**STATED TASK A:**
In the HVAC contracting excerpt, condense the paragraph beginning "Finally, this should be a blueprint" into a shorter version that keeps its main facts.
**STATED TASK B:**
From the HVAC contracting excerpt, transcribe the passage starting with "But, how many" and going on through "session is staggering.".

Another subgroup tackled what would happen if a group decided to do to HVAC what Uber has done to taxis. This is what it looks like to try and identify problems of the future.

What does this mean to our contractor readers? Well, first, it means there is a group of smart folks in HVACR trying to make sure this industry stays ahead of the curve. Also, those who complain that the different channel groups don’t work together are probably unaware of meetings like this.

Finally, this should be a blueprint for running your business. I am sure, for a lot of HVAC contractors, running a business is a day-to-day or week-to-week job. This means they are just trying to put out the fires of the day and make sure they have a good week. Contractors who feel they are ahead of the game are tracking their monthly numbers and can tell you how they compare to last year.

But, how many contractors are truly looking three to five years down the road to investigate what their company will look like and, more importantly, what their competitors will look like? Odds are the government will be moving the goal posts on you.

Obviously, this is not something that you can think about daily or even weekly. But, maybe you can squeeze in a couple hours monthly or quarterly. Better yet, get your executive team to help you out. As I can tell you firsthand from my experience on the Joint Futures Committee, multiple heads thinking about problems are definitely better than one. The number of ideas that come out of the group brainstorming session is staggering.

Give it a try so you won’t get caught flat footed when the industry and your market inevitably changes.

**Annotation dataset entries:**
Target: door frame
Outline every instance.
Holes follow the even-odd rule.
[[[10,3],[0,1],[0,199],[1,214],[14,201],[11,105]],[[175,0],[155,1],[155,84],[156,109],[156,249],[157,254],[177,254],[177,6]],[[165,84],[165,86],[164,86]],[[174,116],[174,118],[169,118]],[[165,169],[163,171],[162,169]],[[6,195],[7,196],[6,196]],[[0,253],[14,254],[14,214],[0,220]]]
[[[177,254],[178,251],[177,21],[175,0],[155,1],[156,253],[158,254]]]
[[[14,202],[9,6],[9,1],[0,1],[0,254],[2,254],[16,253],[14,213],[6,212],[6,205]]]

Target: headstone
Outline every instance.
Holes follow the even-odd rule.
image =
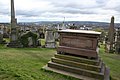
[[[100,32],[61,30],[57,54],[43,67],[80,80],[110,80],[109,69],[98,57]]]
[[[10,34],[10,43],[7,44],[8,47],[22,47],[18,39],[18,31],[16,28],[17,19],[15,18],[15,10],[14,10],[14,0],[11,0],[11,34]]]
[[[53,34],[52,29],[47,29],[45,33],[45,47],[46,48],[55,48],[56,47],[56,42]]]
[[[28,31],[23,33],[20,37],[23,47],[37,47],[37,34]]]
[[[111,23],[108,32],[108,39],[106,44],[106,52],[114,52],[114,43],[115,42],[115,29],[114,29],[114,17],[111,17]]]

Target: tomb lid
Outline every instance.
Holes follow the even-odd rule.
[[[59,32],[65,32],[65,33],[81,33],[81,34],[96,34],[100,35],[101,32],[96,32],[96,31],[88,31],[88,30],[71,30],[71,29],[66,29],[66,30],[59,30]]]

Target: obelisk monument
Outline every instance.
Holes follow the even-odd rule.
[[[17,19],[15,18],[15,9],[14,9],[14,0],[11,0],[11,34],[10,34],[10,43],[8,47],[21,47],[20,41],[18,40],[18,31],[17,31]]]
[[[114,16],[111,17],[111,23],[108,32],[108,52],[113,52],[114,49],[114,39],[115,39],[115,29],[114,29]]]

**TASK OUTPUT A:**
This should serve as a blueprint for running a business. Many HVAC contractors probably run theirs day to day or week to week, putting out each day's fires and trying to have a good week. Contractors who feel ahead of the game track their monthly numbers and can compare them with last year.

**TASK OUTPUT B:**
But, how many contractors are truly looking three to five years down the road to investigate what their company will look like and, more importantly, what their competitors will look like? Odds are the government will be moving the goal posts on you.

Obviously, this is not something that you can think about daily or even weekly. But, maybe you can squeeze in a couple hours monthly or quarterly. Better yet, get your executive team to help you out. As I can tell you firsthand from my experience on the Joint Futures Committee, multiple heads thinking about problems are definitely better than one. The number of ideas that come out of the group brainstorming session is staggering.